Dass neues Leben möglich ist, dass Neubeginn geschieht, wo niemand es erwartet hat, - das ist im Grunde die Erfahrung Jesu und die Erfahrung seiner Jünger zu Ostern. Das Kreuz ist nicht das Ende, das Scheitern, sondern es spricht zu uns von einer Liebe, die das Böse und die Sünde besiegt. Es wird zum Neuanfang, der in der Auferstehung sichtbar wird.

von Gott auferweckt

Diese Initiative geht von Gott aus. Das ist für die Jünger klar: Nicht Jesus selbst steigt aus eigener Kraft aus dem Grab, sondern Gott hat ihn auferweckt. Darauf weist Petrus in seiner Rede hin, die wir in der ersten Lesung gehört haben. „Gott aber hat ihn am dritten Tag auf erweckt und hat ihn erscheinen lassen, zwar nicht im ganzen Volk, wohl aber den von Gott vorher bestimmten Zeugen.“ (Apg 10, 40f.) Daher hat die Auferstehung den Charakter der göttlichen Kreativität, einer neuen Schöpfung.

Unter den Jüngern Jesu, die ihn vor seinem Tod erlebt haben, gibt es nicht wenige, die daran zweifeln, dass so etwas wie Auferweckung möglich ist. Sie haben noch das blutige Drama von Golgatha vor Augen und sind in Traurigkeit und Verzweiflung gefangen. Ist das alles eine Selbsttäuschung? Autosuggestion? Kollektive Halluzination? 

Die Evangelien von Ostern sind überraschend zögerlich und tastend. Und daher, so glaube ich, auch überraschend ehrlich. Es ist eben nicht alles gleich von Anfang an klar. Es ist nicht der Sieger, der im Triumph aus dem Grabe erstand. Die Evangelien überliefern den Zweifel, das Unverständnis. 

Die Jünger verstehen am Ostertag eben noch nicht, was eigentlich geschehen ist. „Sie sind verzweifelt, sie trauern, sie ziehen sich zurück, sie haben Angst und machen die Türen hinter sich zu. Nur Maria von Magdala traut sich im Schutz der Morgendämmerung zum Grab. Und sie berichtet Seltsames: Der Stein - weggewälzt, das Grab – leer. Was soll man davon halten? Was ist geschehen? Wie wird es weitergehen? Fragen über Fragen, Ungewissheit, Verunsicherung, Ratlosigkeit. Aber plötzlich macht ein Wort die Runde: auferstanden! Heißt das: Jesus lebt?“ (Andrea Schwarz)

- - - - -

▸ Ziele
1. Schreiben Sie aus dem Abschnitt über Ostern eine Passage wortgetreu ab. Beginnen Sie bei den Worten „Unter den Jüngern“, und hören Sie nach den Worten „Zweifel, das Unverständnis.“ auf.
2. Setzen Sie den Abschnitt über Ostern im Anschluss an seinen letzten Satz fort.

- - - - -

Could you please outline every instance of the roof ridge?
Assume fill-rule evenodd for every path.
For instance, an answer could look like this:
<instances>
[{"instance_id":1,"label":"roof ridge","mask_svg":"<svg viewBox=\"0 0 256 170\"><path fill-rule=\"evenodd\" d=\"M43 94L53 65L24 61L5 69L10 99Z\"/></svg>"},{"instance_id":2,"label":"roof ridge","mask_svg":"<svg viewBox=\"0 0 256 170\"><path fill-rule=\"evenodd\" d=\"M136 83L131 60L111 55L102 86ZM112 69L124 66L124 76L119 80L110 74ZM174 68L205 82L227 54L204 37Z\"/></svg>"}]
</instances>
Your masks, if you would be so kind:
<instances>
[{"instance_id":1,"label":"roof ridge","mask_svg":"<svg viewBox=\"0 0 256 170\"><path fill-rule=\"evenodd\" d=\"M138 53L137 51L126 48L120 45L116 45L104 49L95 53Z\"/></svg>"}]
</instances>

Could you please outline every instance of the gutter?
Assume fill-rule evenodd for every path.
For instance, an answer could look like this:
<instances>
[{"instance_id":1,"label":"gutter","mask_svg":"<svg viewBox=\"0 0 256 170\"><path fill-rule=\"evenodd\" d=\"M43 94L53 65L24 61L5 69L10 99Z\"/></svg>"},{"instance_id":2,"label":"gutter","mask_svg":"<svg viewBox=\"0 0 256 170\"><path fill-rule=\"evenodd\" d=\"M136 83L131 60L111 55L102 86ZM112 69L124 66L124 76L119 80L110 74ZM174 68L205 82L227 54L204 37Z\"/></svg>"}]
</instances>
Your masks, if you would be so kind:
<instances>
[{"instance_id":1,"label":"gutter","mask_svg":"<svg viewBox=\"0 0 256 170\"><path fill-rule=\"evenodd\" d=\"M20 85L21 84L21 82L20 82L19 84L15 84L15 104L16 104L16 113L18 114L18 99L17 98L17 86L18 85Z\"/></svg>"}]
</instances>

- - - - -

▸ Gegebene Antworten
1.
Unter den Jüngern Jesu, die ihn vor seinem Tod erlebt haben, gibt es nicht wenige, die daran zweifeln, dass so etwas wie Auferweckung möglich ist. Sie haben noch das blutige Drama von Golgatha vor Augen und sind in Traurigkeit und Verzweiflung gefangen. Ist das alles eine Selbsttäuschung? Autosuggestion? Kollektive Halluzination? 

Die Evangelien von Ostern sind überraschend zögerlich und tastend. Und daher, so glaube ich, auch überraschend ehrlich. Es ist eben nicht alles gleich von Anfang an klar. Es ist nicht der Sieger, der im Triumph aus dem Grabe erstand. Die Evangelien überliefern den Zweifel, das Unverständnis.

2.
Und dann laufen sie zum Grab, Petrus und der andere Jünger, den Jesus liebte. Zunächst schaut Petrus ins Grab, so wird erzählt, und dann auch der andere Jünger. „Und er sah (wie es darin aussah) und er glaubte (dass Jesus auf erweckt worden ist und lebt). Denn damals,“ so erklärt uns das Evangelium, „hatten sie ja noch nicht die Heilige Schrift verstanden, wonach Jesus von den Toten auferstehen soll.“ (Joh 20, 8-9; vgl. Übersetzung von Klaus Berger)

Sie kannten noch nicht, was wir heute kennen. Sie verstanden noch nicht, was wir heute aus dem Zeugnis der Apostel besser verstehen, selbst wenn wir es nicht endgültig und bis ins Letzte begreifen können. Doch es fügt sich, dass will wohl das Johannes-Evangelium sagen: der Neuanfang ist in den Schriften des Alten Bundes angekündigt. Es ist der Neue Bund in seinem Blut, den Gott uns schenkt, der Neuanfang, der möglich ist.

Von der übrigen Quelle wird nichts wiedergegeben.